Work to do:
- a) In the Hermosillo forum thread, what does ExpatYogaMomma pay each month for the furnished 3 bed, 3.5 bath place?
- b) Carry on the Hermosillo forum thread from the point where it stops.

Excerpt to read:
• • • • • • •

If I think of anything else I will let you know.


----------



## jenlise (May 15, 2011)

*Hermosillo*

Thank you soooo much. You have helped us I find it's hard to find recent info on the web. I think we are going to ahead with telling the company we are interested. We now have to see what they offer us. My husband talked to a guy today who works in the Hermosillo office and he told us he lives in the north west part of town. He says he lives in a gated community that has 3 and 4 bedroom condos or apt?? The price seemed good. Have you found good expat communities? talk soon


----------



## ExpatYogaMomma (Feb 15, 2011)

I hear the north is where the expats live, but the shopping is on the west/central side,which is where we live. As you can tell by this thread that I haven't had much luck connecting up with others. We have a furnished place 3 bed 3.5 bath for 2000 us dollars/mth. housing is much cheaper if not furnished. In the 800$ range. Glad to help and look me up if you cone to visit.


----------



## jenlise (May 15, 2011)

• • • • • • •

Stored rows:
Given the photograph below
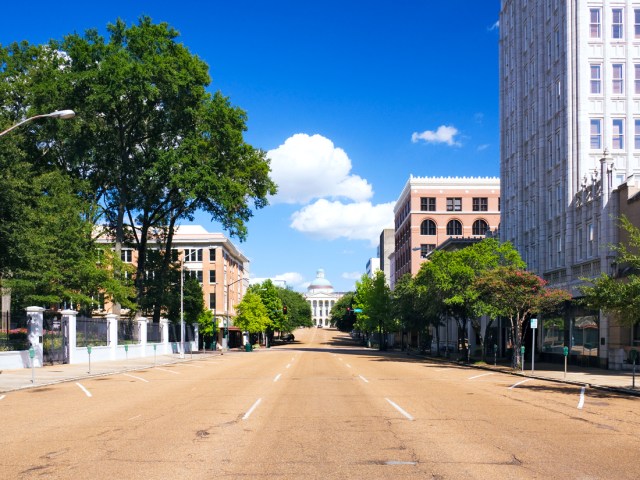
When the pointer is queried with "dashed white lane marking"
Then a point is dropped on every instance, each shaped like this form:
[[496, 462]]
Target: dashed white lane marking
[[581, 402], [253, 407], [137, 378], [87, 392], [170, 371], [482, 375], [397, 407], [520, 383]]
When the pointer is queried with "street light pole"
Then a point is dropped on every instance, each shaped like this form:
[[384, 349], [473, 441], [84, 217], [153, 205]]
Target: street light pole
[[225, 338], [64, 114]]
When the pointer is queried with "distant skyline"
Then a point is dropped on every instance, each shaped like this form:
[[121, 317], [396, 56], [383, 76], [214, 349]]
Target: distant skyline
[[348, 98]]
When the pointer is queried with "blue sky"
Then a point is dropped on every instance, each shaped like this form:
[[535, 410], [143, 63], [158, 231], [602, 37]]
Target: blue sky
[[348, 97]]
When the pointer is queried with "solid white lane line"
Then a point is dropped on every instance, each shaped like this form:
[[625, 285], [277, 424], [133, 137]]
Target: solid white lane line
[[170, 371], [253, 407], [397, 407], [87, 392], [137, 378], [483, 375], [581, 402], [520, 383]]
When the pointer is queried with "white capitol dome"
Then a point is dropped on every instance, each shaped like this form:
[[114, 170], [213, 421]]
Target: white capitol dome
[[320, 284]]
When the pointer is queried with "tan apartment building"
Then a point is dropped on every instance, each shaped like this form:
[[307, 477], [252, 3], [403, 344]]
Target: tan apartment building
[[219, 266], [431, 210]]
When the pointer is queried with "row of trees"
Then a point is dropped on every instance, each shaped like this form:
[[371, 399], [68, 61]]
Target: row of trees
[[149, 146], [487, 278], [268, 308]]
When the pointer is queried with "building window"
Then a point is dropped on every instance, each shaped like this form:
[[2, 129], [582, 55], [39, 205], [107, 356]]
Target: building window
[[454, 227], [480, 227], [596, 86], [596, 134], [192, 254], [428, 204], [616, 23], [454, 204], [197, 274], [579, 241], [428, 227], [617, 134], [594, 23], [426, 249], [480, 204], [617, 71], [126, 256]]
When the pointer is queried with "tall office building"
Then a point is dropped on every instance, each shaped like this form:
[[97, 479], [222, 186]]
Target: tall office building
[[570, 135]]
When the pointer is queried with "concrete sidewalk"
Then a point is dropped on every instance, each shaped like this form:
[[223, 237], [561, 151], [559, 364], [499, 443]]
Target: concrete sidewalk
[[19, 379]]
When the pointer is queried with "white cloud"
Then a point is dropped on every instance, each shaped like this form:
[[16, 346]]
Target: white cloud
[[352, 275], [309, 167], [444, 134], [354, 221]]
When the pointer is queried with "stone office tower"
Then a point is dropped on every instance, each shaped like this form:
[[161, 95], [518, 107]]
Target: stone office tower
[[570, 136]]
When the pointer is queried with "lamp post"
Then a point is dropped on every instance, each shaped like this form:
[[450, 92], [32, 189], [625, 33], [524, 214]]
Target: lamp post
[[225, 338], [64, 114]]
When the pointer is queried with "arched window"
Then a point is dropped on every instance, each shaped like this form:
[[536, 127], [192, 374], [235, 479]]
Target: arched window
[[480, 227], [454, 227], [428, 227]]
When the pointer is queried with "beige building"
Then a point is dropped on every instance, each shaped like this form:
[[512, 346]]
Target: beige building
[[431, 210]]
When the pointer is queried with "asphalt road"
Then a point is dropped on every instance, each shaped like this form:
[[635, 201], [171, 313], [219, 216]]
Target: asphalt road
[[317, 408]]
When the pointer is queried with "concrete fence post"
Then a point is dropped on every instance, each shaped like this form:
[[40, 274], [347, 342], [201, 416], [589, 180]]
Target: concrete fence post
[[112, 334], [142, 330], [35, 333], [72, 336]]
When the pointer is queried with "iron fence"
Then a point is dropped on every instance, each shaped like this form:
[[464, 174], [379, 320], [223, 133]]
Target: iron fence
[[91, 331]]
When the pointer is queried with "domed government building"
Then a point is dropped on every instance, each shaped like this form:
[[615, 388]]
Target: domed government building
[[321, 298]]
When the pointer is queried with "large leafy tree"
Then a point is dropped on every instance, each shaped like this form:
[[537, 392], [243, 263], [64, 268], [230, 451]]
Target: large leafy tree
[[517, 294], [373, 297], [253, 315], [152, 142], [47, 253]]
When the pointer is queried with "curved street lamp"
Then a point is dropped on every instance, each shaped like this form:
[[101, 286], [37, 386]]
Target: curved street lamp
[[64, 114]]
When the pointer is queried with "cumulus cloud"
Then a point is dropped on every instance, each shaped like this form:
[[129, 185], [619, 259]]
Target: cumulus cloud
[[353, 221], [352, 275], [308, 167], [444, 134]]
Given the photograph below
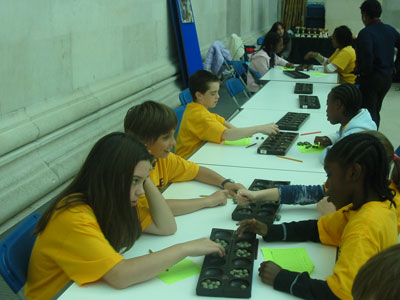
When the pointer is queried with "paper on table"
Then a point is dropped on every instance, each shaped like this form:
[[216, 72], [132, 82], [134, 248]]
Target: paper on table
[[181, 270], [303, 149], [317, 74], [241, 142], [292, 259]]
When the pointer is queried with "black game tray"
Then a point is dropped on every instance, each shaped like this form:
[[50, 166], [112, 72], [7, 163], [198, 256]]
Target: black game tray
[[311, 102], [303, 88], [292, 121], [263, 211], [278, 144], [230, 276]]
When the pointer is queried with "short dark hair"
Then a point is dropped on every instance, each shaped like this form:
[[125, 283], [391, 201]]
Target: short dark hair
[[367, 151], [350, 97], [149, 120], [104, 182], [379, 277], [372, 8], [199, 82], [343, 36]]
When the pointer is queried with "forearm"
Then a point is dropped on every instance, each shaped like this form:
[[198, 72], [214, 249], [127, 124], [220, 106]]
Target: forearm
[[301, 285], [294, 231], [232, 134], [185, 206], [163, 219], [301, 194], [139, 269]]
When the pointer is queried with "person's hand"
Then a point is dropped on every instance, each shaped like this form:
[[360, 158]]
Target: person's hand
[[217, 198], [324, 207], [269, 129], [323, 141], [268, 271], [310, 54], [233, 188], [203, 246], [253, 226], [244, 197]]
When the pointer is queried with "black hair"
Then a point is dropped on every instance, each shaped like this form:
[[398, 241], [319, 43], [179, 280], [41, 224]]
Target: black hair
[[271, 40], [285, 36], [350, 97], [367, 151], [372, 8], [199, 82], [104, 183], [149, 120], [343, 36], [379, 278]]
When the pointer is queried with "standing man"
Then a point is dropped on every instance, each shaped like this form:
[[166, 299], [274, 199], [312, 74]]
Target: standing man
[[375, 56]]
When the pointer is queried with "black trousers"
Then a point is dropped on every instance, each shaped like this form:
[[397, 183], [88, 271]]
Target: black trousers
[[374, 89]]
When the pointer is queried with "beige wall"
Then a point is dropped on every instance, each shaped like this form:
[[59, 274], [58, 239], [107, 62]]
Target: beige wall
[[71, 69]]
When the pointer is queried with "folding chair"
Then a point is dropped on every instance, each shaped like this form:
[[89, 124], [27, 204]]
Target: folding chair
[[234, 87], [179, 114], [185, 97], [15, 252]]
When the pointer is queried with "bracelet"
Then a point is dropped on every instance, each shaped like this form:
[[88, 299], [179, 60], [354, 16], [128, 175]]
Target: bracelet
[[225, 182]]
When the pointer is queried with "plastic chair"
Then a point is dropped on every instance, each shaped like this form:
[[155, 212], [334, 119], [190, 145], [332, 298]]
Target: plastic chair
[[15, 252], [179, 114], [185, 97], [234, 87]]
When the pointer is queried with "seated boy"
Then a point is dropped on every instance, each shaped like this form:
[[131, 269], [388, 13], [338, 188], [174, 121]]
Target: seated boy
[[154, 124], [199, 125], [344, 107]]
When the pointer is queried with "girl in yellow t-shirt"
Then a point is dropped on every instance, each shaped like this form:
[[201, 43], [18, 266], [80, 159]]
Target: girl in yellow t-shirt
[[80, 235], [343, 60]]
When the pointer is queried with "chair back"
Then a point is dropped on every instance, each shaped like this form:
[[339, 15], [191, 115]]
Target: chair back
[[179, 114], [15, 252], [185, 97]]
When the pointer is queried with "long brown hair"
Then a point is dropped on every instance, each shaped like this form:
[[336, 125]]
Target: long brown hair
[[103, 183]]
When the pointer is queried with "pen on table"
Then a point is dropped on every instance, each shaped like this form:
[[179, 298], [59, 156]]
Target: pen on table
[[204, 196], [315, 132], [251, 145], [289, 158], [151, 251]]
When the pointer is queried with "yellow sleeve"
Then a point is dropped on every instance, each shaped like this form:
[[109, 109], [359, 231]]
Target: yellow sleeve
[[180, 169], [84, 253], [342, 59]]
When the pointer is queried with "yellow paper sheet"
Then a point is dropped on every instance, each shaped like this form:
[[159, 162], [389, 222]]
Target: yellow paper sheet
[[303, 149], [241, 142], [292, 259], [182, 270]]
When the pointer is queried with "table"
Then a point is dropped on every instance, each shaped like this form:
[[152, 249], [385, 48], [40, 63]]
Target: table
[[276, 73], [192, 226], [279, 95], [240, 156], [301, 45]]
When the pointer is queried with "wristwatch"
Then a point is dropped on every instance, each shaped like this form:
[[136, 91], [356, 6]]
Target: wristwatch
[[225, 182]]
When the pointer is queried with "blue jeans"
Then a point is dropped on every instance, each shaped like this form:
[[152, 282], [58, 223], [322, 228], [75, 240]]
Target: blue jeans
[[301, 194]]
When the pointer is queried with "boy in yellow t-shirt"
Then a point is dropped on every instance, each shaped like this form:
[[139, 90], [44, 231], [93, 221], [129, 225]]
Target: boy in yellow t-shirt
[[199, 125], [343, 60], [154, 124]]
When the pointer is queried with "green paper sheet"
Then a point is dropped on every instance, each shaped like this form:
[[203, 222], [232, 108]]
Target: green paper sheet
[[303, 149], [241, 142], [317, 74], [182, 270], [292, 259]]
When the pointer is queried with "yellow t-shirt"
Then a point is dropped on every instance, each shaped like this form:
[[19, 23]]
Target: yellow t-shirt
[[198, 126], [345, 60], [359, 234], [171, 169], [71, 247]]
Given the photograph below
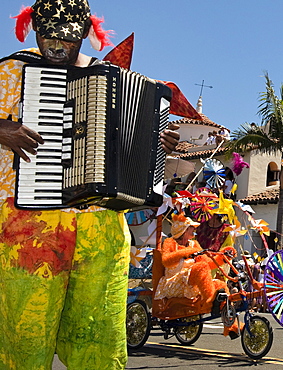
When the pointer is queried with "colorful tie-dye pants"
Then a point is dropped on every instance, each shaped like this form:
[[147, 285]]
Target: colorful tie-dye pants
[[63, 286]]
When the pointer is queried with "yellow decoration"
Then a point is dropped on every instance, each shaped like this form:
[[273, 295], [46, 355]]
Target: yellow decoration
[[225, 207], [235, 229], [261, 226]]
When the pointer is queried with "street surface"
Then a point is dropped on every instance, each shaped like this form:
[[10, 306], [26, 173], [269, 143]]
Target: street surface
[[211, 351]]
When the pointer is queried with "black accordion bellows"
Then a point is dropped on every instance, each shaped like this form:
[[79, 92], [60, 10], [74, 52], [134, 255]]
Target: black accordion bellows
[[101, 126]]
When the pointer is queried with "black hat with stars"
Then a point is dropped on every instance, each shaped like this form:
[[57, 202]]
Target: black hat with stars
[[61, 19]]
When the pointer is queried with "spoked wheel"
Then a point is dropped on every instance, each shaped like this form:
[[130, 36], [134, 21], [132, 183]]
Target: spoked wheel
[[257, 337], [137, 324], [273, 285], [188, 334]]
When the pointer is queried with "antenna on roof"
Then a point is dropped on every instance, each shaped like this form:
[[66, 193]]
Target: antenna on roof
[[202, 86], [199, 103]]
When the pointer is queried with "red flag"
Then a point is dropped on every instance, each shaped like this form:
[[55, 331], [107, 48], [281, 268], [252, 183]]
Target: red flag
[[121, 55]]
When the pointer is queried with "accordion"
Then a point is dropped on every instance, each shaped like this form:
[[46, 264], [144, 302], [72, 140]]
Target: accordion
[[101, 126]]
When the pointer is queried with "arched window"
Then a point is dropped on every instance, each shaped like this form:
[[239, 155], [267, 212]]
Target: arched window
[[273, 174]]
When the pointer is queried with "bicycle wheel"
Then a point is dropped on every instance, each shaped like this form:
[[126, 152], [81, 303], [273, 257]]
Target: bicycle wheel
[[137, 324], [273, 285], [188, 334], [257, 337]]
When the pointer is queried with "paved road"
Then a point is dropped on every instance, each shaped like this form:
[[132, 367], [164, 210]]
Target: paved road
[[211, 351]]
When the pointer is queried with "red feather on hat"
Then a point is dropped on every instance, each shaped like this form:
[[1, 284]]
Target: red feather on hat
[[101, 35], [23, 23]]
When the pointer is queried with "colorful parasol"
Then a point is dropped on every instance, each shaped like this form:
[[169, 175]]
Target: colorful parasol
[[176, 167], [214, 173], [202, 203], [139, 217]]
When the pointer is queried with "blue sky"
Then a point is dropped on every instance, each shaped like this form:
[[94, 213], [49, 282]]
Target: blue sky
[[228, 44]]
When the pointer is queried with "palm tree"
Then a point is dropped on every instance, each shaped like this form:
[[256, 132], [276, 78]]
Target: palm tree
[[267, 138]]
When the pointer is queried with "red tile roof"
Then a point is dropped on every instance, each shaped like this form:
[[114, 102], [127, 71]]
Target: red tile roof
[[183, 146], [204, 122], [268, 196], [200, 153]]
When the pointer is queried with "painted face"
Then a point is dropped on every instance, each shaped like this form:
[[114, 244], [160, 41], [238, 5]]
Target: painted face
[[59, 52]]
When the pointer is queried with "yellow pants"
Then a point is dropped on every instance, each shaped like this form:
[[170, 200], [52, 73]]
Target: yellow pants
[[63, 288]]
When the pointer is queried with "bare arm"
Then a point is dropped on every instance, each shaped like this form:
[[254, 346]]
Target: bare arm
[[19, 137], [170, 138]]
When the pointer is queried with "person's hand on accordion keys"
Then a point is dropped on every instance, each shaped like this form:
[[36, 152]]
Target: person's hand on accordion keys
[[170, 138], [19, 138]]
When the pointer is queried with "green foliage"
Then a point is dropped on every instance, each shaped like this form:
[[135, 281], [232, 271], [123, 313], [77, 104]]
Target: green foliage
[[268, 137]]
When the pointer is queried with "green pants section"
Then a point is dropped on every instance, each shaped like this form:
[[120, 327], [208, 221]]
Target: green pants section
[[77, 311]]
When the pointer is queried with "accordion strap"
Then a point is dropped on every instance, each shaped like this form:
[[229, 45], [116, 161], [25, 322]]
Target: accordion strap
[[25, 56]]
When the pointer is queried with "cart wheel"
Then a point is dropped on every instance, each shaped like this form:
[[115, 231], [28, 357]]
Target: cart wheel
[[257, 337], [137, 324], [228, 315], [188, 334], [273, 285]]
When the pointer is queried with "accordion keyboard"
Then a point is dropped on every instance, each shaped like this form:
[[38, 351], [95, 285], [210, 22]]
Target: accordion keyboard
[[41, 180]]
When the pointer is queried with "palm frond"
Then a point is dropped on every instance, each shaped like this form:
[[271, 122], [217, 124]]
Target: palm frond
[[248, 138]]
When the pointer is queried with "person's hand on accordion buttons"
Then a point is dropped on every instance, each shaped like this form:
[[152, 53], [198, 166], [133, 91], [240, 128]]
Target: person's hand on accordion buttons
[[170, 138], [19, 138]]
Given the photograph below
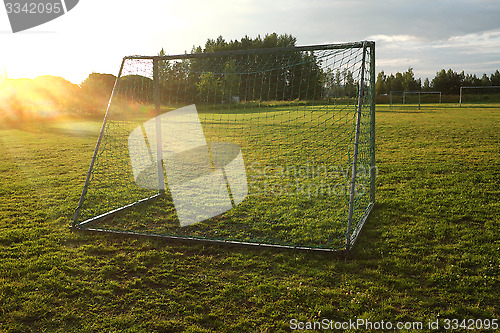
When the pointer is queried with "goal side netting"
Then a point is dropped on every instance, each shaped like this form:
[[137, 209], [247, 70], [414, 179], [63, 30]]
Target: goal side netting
[[268, 147]]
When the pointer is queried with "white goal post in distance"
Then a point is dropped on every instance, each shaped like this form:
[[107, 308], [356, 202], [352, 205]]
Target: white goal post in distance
[[483, 89], [417, 92]]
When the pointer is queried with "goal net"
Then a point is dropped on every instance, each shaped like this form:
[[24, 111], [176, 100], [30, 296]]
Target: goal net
[[272, 147], [479, 95]]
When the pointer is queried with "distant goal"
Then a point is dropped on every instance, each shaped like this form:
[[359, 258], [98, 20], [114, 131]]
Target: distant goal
[[268, 147], [479, 95]]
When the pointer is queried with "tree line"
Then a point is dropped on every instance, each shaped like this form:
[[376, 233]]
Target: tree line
[[446, 81]]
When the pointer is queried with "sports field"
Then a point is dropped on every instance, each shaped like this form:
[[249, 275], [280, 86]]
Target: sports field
[[430, 249]]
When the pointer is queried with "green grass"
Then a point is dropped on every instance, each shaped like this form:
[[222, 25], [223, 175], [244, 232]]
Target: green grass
[[430, 249]]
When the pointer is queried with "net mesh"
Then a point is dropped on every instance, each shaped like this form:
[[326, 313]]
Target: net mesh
[[289, 116]]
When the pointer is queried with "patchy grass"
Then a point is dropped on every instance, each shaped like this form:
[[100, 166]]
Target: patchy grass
[[430, 249]]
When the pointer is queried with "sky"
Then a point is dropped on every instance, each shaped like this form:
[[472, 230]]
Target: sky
[[95, 35]]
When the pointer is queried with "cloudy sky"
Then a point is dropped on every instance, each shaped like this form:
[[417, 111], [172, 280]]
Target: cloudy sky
[[96, 34]]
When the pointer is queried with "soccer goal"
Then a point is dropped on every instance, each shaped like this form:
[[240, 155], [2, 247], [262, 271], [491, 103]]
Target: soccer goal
[[478, 95], [269, 147], [414, 97]]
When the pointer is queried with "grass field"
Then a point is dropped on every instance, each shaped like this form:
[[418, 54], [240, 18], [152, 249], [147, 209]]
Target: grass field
[[430, 249]]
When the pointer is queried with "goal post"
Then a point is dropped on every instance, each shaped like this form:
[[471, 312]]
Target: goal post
[[483, 94], [269, 147]]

• • • • • • •

Responses to the tasks:
- a) 2000 US dollars a month.

- b)
*Hermosillo*

Well sometimes you have to give something up!! I am having a hard time finding some apt online. I would love to get an idea before we go out for a visit. Not much luck. Do have any idea of realestate companies? Thanks again! I'm sure we could look each other up once we make the move. How long do you expect to stay?


----------



## ExpatYogaMomma (Feb 15, 2011)

We had trouble too with online but my husband's company took care of it and lined up all the showings. Perhaps your husband's will do the same. 
We are planning on 2 years,but one never really knows. Good luck!


----------



## jenlise (May 15, 2011)

*Hermosillo*

Thanks for all the info that you have given us. We usually get a visit before we say yes. So if it's a go then we will see some places when we visit. Can't wait. Now what to do with the house??? Should be interesting!!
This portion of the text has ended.